▶ **Task objective**
Starting at the line that contains "Can you find the camouflage jacket?" and ending at the last of the lines below, please write out every line again, not only the answers, and shift each x and y coordinate in the answers up by 24. Leave the pictures out.

▶ **Data extract**
● ● ●

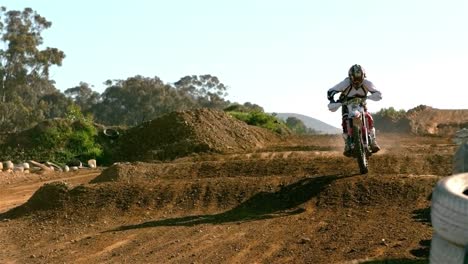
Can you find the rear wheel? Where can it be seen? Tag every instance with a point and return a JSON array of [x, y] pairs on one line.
[[359, 150]]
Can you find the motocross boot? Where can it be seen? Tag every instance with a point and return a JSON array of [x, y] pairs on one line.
[[374, 146]]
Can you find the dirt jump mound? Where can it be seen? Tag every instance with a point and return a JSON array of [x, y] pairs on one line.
[[179, 134]]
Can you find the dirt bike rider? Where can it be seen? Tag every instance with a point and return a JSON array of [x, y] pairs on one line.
[[355, 85]]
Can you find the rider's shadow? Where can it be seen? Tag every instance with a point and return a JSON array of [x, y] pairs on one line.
[[263, 205]]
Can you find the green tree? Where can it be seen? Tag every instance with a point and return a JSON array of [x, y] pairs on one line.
[[206, 90], [135, 100], [24, 68], [83, 96]]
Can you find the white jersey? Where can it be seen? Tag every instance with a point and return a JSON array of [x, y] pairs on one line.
[[376, 95]]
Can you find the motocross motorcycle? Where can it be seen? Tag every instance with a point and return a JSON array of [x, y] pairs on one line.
[[358, 130]]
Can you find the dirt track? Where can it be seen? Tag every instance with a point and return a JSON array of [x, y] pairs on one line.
[[299, 201]]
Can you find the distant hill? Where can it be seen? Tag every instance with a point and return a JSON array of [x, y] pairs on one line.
[[312, 123]]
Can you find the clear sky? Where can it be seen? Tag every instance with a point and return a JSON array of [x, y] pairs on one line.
[[282, 55]]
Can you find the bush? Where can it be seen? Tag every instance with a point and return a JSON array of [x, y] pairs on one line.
[[57, 140]]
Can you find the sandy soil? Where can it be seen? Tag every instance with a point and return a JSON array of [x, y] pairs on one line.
[[298, 201]]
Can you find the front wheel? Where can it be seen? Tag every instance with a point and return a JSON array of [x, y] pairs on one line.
[[360, 151]]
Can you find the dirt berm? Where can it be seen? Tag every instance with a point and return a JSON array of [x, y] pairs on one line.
[[178, 134]]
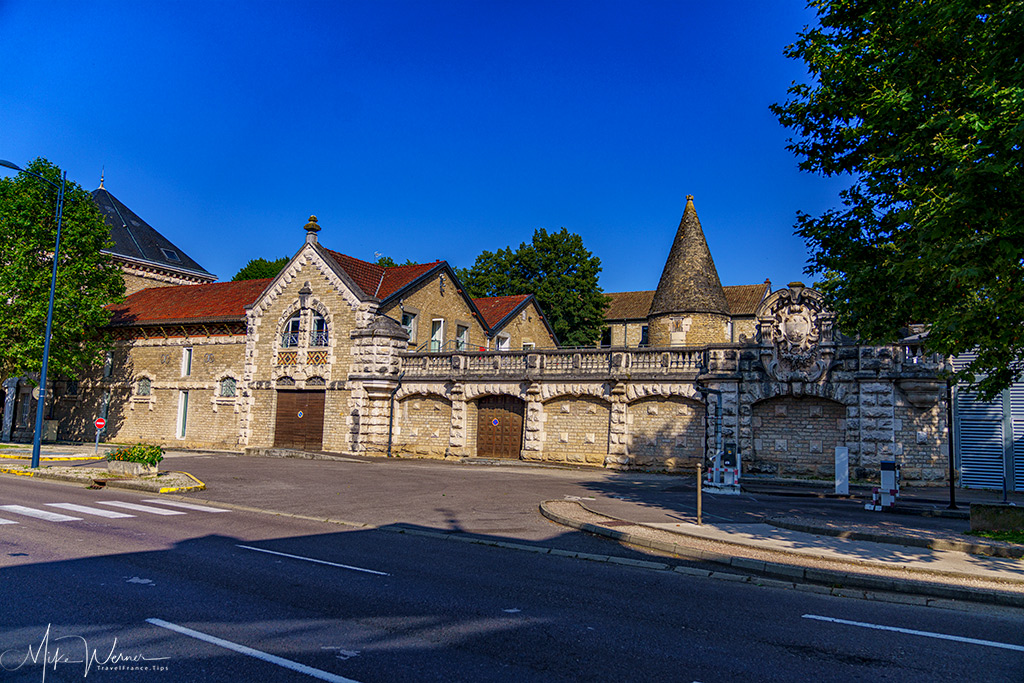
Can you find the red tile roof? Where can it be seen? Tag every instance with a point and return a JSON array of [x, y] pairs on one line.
[[197, 303], [495, 309], [377, 281]]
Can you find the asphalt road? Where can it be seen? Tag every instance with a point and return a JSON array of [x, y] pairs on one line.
[[311, 600]]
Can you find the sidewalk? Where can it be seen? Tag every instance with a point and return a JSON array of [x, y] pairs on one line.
[[923, 552]]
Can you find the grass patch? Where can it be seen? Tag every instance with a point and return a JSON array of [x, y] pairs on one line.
[[1009, 537]]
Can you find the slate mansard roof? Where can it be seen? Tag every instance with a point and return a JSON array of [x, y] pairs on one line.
[[134, 240]]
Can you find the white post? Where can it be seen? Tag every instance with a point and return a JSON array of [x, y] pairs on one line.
[[842, 470]]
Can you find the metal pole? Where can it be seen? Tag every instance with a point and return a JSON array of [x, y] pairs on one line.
[[949, 441], [37, 439]]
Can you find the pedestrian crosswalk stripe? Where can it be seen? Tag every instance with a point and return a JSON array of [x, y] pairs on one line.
[[140, 508], [110, 514], [39, 514], [186, 506]]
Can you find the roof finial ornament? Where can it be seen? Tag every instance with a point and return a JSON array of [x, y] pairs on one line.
[[311, 229]]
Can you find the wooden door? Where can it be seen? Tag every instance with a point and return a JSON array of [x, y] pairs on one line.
[[300, 420], [499, 431]]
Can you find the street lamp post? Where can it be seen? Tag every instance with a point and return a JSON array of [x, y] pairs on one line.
[[37, 438]]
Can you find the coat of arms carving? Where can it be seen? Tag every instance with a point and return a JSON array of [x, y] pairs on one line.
[[796, 332]]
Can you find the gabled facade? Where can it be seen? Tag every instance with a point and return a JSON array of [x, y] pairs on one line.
[[515, 317], [287, 363]]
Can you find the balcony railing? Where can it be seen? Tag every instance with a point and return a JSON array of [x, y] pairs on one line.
[[556, 363]]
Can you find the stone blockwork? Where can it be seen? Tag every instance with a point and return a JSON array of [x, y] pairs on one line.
[[797, 436], [424, 425]]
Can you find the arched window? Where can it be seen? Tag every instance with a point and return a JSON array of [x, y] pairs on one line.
[[318, 334], [291, 335], [227, 387]]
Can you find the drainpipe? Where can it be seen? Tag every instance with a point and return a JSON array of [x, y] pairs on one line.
[[949, 442], [390, 418], [718, 413]]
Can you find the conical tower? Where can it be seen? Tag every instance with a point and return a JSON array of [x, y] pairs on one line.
[[689, 307]]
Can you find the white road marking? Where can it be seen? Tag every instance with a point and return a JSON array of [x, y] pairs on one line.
[[110, 514], [310, 559], [281, 662], [140, 508], [186, 506], [911, 632], [39, 514]]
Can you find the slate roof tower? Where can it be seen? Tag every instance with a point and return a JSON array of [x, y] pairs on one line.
[[689, 307], [145, 256]]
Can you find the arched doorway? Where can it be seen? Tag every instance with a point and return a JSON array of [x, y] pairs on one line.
[[499, 427]]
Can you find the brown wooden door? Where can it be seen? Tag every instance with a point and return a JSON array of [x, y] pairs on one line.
[[499, 431], [300, 420]]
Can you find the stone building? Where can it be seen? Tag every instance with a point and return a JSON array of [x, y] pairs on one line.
[[147, 259], [342, 355]]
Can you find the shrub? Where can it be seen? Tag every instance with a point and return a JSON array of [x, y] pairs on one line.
[[140, 453]]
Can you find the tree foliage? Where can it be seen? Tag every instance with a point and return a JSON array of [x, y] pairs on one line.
[[87, 281], [555, 268], [260, 268], [922, 105]]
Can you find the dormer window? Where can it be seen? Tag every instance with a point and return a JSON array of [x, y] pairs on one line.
[[318, 335], [291, 335]]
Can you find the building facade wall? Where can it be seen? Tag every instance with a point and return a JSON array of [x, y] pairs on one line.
[[526, 327], [574, 430], [797, 436], [423, 425], [689, 330], [430, 301]]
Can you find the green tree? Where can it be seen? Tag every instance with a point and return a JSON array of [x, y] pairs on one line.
[[558, 270], [921, 104], [260, 268], [87, 281]]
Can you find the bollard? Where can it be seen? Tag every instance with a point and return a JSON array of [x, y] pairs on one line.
[[699, 486]]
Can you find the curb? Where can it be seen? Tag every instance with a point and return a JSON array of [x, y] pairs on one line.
[[934, 544], [838, 580], [110, 483]]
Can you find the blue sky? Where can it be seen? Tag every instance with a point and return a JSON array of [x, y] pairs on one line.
[[422, 130]]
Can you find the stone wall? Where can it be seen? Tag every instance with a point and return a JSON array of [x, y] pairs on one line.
[[797, 436], [574, 430], [666, 432], [423, 425], [689, 330]]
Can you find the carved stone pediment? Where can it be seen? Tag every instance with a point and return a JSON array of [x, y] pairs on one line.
[[795, 330]]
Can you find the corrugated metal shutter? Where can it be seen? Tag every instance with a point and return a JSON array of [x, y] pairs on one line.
[[979, 442], [1017, 414]]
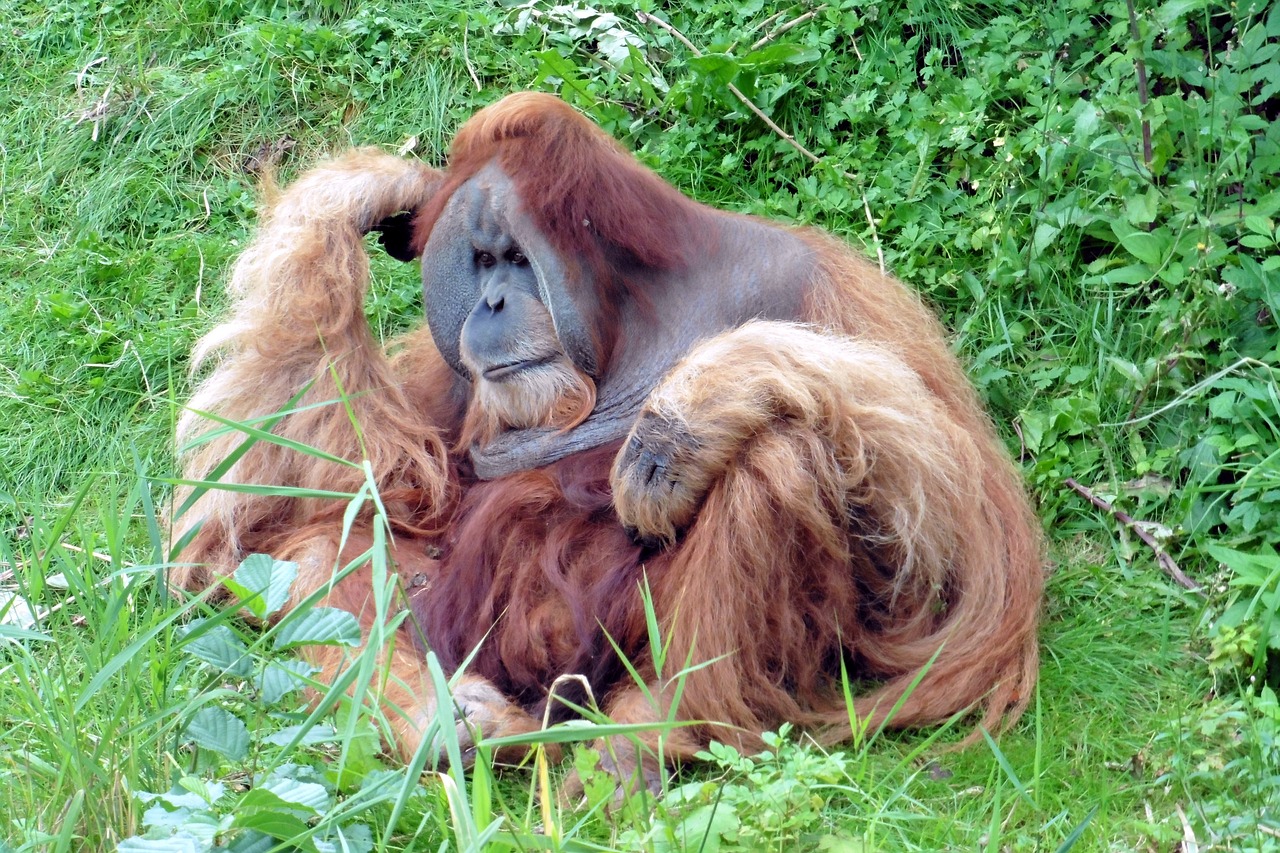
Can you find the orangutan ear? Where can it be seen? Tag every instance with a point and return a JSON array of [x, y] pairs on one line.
[[396, 235], [485, 215]]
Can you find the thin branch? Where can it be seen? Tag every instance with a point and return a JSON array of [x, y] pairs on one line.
[[1142, 83], [794, 22], [645, 18], [466, 58], [1162, 557]]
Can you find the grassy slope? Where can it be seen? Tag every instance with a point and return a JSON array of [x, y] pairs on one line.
[[122, 156]]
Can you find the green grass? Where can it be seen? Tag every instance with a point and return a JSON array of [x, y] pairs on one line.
[[1118, 314]]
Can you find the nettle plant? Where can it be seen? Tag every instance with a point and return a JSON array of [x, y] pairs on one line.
[[1088, 192], [250, 729]]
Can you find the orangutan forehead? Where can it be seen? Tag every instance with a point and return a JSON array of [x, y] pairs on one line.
[[489, 199]]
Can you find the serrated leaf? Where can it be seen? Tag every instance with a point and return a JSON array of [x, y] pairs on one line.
[[312, 735], [261, 583], [252, 842], [219, 730], [347, 839], [280, 825], [296, 793], [319, 626], [181, 843], [1150, 247], [282, 678], [780, 54], [161, 817], [220, 648]]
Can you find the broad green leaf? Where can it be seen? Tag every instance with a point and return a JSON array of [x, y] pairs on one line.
[[282, 678], [1150, 247], [181, 843], [319, 626], [277, 824], [220, 648], [312, 735], [780, 54], [219, 730], [347, 839], [261, 583], [298, 794]]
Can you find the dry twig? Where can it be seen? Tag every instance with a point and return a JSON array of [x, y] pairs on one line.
[[1162, 557]]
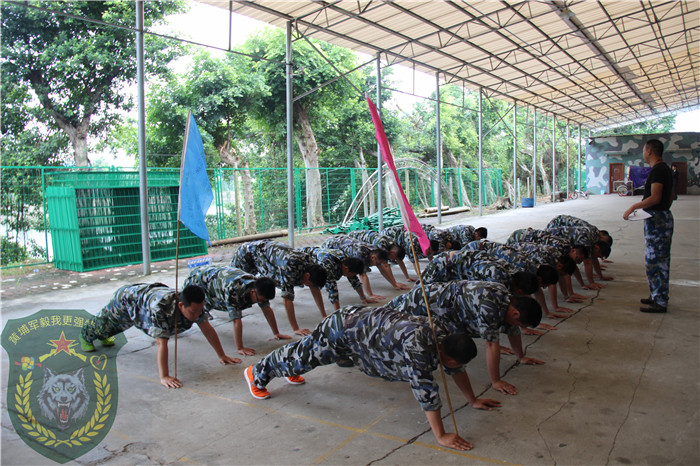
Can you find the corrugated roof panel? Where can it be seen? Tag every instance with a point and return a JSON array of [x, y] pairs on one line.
[[583, 58]]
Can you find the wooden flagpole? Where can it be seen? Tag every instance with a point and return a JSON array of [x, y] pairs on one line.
[[416, 266], [177, 236]]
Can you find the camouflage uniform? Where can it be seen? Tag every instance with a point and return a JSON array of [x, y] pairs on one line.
[[147, 306], [226, 289], [398, 234], [373, 238], [380, 341], [658, 231], [518, 261], [351, 247], [569, 221], [531, 235], [275, 260], [331, 260], [441, 236], [475, 308], [466, 265], [462, 233], [540, 253]]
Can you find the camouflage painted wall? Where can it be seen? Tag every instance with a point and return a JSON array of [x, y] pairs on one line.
[[601, 151]]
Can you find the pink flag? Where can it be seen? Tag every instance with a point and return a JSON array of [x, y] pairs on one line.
[[409, 218]]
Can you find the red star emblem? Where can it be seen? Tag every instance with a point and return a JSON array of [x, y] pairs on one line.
[[62, 344]]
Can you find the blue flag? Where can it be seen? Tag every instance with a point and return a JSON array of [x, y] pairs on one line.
[[195, 190]]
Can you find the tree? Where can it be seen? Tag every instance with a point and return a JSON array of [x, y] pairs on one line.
[[650, 126], [76, 68], [311, 71], [219, 92]]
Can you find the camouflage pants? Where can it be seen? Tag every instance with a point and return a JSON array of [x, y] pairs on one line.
[[658, 230], [111, 320], [324, 346], [242, 260]]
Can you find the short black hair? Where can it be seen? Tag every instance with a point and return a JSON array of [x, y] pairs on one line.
[[380, 254], [354, 264], [191, 294], [568, 263], [583, 250], [460, 347], [400, 251], [604, 233], [604, 248], [525, 281], [317, 275], [529, 309], [435, 245], [548, 275], [265, 288], [656, 147]]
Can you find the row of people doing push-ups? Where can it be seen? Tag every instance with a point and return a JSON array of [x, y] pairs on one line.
[[475, 288]]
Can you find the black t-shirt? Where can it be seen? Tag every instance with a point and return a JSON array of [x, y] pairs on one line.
[[660, 173]]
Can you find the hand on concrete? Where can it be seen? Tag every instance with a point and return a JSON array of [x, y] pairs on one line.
[[455, 442], [530, 361], [170, 382], [228, 360], [504, 387], [486, 403]]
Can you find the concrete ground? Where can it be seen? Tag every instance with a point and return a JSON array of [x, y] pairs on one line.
[[618, 386]]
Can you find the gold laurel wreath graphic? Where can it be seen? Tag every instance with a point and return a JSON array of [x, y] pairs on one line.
[[46, 436]]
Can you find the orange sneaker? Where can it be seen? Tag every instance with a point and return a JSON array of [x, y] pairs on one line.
[[295, 380], [259, 393]]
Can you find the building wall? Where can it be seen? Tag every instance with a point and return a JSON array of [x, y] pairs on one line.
[[602, 151]]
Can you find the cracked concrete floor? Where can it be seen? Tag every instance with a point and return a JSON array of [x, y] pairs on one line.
[[618, 386]]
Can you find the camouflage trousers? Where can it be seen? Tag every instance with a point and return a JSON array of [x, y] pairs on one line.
[[658, 230], [111, 320], [324, 346]]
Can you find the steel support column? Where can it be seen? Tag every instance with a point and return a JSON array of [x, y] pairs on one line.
[[290, 129], [515, 154], [438, 148], [380, 184], [534, 156], [143, 166], [481, 162]]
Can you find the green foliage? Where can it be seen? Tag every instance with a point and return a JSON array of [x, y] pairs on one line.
[[11, 252], [650, 126], [78, 70]]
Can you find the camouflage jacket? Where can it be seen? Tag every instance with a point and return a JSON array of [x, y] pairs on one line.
[[149, 307], [462, 233], [531, 235], [275, 260], [226, 288], [466, 265], [476, 308], [398, 235], [540, 253], [396, 347], [518, 261], [373, 238], [351, 247], [332, 261]]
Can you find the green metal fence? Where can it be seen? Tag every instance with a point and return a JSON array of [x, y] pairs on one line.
[[246, 201]]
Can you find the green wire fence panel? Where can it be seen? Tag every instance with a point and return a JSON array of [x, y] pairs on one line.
[[95, 221], [98, 227]]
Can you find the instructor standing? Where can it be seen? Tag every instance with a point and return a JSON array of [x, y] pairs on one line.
[[658, 229]]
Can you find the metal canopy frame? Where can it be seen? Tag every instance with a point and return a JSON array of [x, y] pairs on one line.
[[598, 63]]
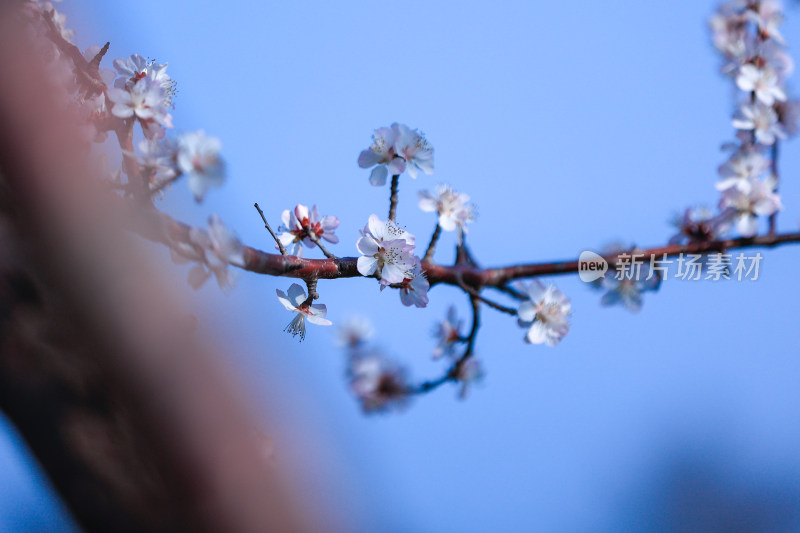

● ● ●

▶ **Response to this exercise**
Can you find the camouflage jacket? Where can it be seen? Tag every instance with a point and return a JSON array of [x, y] pairs on one line.
[[173, 331], [486, 257], [555, 259], [299, 284], [250, 312], [490, 289], [500, 332], [422, 259], [564, 277], [420, 371], [542, 285], [397, 262], [375, 271], [356, 285]]
Can you find the green metal fence? Where can it be seen? Tag every instance with a point and return a JSON array of [x, y] pairs on one line.
[[270, 225]]
Can you find the green wire fence panel? Where can it be seen? Tag every instance with a point and return a JSON array of [x, y] pairs on one line.
[[119, 245], [122, 251]]
Can you find the instructor standing? Where can it be seen? Tag every instance with a point and return a JSON array of [x, y] pairs on one line.
[[682, 253]]
Can you find the metal canopy frame? Where can it be seen? Tag every instance with a point and return a JSON array of [x, y] pairs on one line.
[[622, 87]]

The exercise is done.